*GIVEN PROBLEM A*: Retype the passage on angry students word for word, everything from "Listening is really" down to "to be heard.".

*EXTRACT*:
— BEGIN —

I find myself doing the following after over 24 years of teaching. Listen to the matter, ask the student to document with me and resolve the matter as soon as possible.

Hi Ana,
I would have immediately told the angry student to voice his opinion and do not shoot down the opinions of others. During break or at the end of class, whichever happend first, I would have had a private conversation with the angry student about being out of line.
Patricia

Hi Mark,
How do you manage angry students?
Patricia

Listening is really the best tool. It helps the student realize that his/her concerns are valid and being heard. Sometimes thats all it really takes. We all want to be heard.

Its hard to comment on the relevancy of comments made, seeing as I was not involved in the discussion. However, a spirited debate about relevant subject matter is always welcome in my class. If someone crosses the line between discussion and being combative, I would pull that person aside and explain the proper way to get your opinion across to people without attacking them.

— END —

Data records
— BEGIN —

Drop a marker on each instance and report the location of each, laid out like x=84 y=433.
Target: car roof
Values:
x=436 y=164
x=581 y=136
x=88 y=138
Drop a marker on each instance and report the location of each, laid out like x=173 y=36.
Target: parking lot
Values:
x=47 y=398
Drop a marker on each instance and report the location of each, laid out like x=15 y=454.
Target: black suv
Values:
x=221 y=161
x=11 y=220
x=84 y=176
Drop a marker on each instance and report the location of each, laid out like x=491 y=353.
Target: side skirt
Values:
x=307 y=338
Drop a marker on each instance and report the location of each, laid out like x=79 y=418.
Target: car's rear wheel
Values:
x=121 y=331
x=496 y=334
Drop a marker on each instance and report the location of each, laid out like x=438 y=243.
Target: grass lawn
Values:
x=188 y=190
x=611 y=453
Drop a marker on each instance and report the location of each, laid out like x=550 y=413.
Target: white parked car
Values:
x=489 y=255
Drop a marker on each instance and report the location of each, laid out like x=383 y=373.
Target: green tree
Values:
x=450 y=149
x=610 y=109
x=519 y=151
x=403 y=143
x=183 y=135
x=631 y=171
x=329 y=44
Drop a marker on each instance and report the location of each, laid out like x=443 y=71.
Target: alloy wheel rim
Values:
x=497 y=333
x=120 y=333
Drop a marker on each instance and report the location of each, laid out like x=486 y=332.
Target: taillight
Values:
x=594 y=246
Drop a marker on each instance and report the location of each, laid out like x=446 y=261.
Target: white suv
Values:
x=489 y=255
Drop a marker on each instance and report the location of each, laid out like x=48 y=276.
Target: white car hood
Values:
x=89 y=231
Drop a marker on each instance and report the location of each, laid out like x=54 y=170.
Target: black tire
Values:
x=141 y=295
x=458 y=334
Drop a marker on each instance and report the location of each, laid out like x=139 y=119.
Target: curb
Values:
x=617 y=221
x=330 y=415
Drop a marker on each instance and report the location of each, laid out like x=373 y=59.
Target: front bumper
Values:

— END —
— BEGIN —

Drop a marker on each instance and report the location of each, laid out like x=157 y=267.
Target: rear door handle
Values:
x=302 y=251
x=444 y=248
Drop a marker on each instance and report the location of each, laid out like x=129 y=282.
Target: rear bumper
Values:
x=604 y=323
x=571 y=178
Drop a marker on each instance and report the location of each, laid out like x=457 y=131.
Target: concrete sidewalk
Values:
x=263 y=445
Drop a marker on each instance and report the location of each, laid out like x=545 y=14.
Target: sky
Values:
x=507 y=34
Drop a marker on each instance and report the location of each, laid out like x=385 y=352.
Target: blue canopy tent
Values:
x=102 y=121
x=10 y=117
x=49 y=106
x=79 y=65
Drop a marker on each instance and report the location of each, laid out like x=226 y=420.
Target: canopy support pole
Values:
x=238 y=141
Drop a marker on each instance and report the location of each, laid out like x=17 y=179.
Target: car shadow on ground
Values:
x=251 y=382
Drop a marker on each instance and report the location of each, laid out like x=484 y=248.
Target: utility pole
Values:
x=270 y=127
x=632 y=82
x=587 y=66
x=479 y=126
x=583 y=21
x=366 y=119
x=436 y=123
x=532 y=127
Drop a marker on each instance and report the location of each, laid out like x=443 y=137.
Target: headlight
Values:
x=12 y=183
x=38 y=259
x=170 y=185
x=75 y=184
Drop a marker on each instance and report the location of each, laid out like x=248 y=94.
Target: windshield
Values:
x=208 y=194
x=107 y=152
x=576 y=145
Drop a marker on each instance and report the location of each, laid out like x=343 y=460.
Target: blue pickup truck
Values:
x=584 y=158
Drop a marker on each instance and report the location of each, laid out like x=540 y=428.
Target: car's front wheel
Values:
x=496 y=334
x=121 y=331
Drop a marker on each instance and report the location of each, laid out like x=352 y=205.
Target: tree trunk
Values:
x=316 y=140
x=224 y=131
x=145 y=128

— END —
— BEGIN —

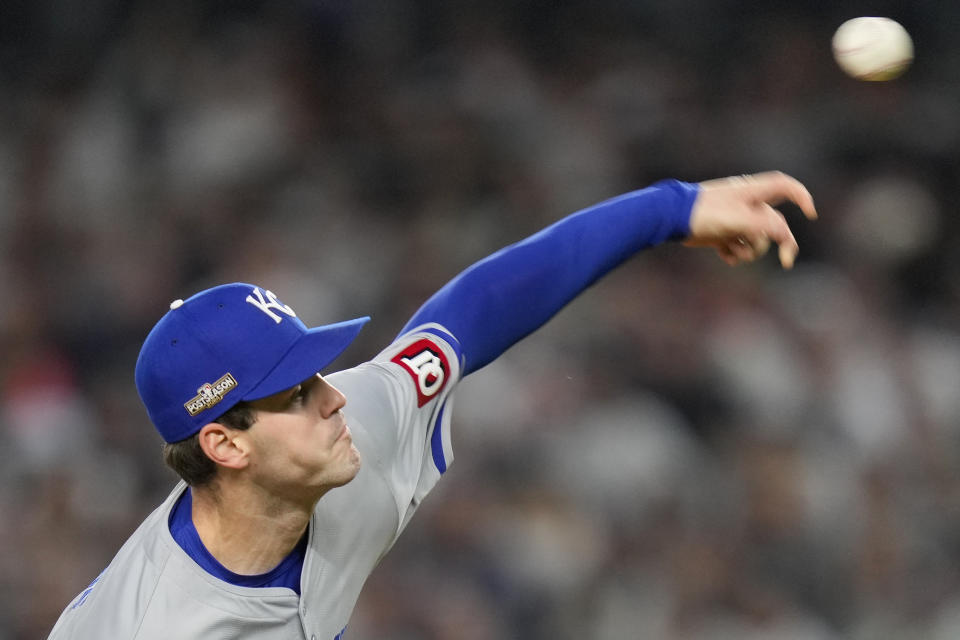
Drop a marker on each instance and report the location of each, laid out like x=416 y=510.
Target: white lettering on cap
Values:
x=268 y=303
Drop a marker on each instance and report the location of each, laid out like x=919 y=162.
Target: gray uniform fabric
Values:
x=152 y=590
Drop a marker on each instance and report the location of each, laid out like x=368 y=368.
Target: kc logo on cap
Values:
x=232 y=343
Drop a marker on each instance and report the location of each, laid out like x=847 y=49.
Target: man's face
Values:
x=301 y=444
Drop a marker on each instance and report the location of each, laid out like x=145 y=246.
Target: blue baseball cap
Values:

— END —

*GIVEN PROBLEM B*: Pull out every line of the rows above that contains the string "pole", matching case exactly.

*WORKED SOLUTION A*:
Listening is really the best tool. It helps the student realize that his/her concerns are valid and being heard. Sometimes thats all it really takes. We all want to be heard.

*WORKED SOLUTION B*:
Target: canopy support pole
Target: utility pole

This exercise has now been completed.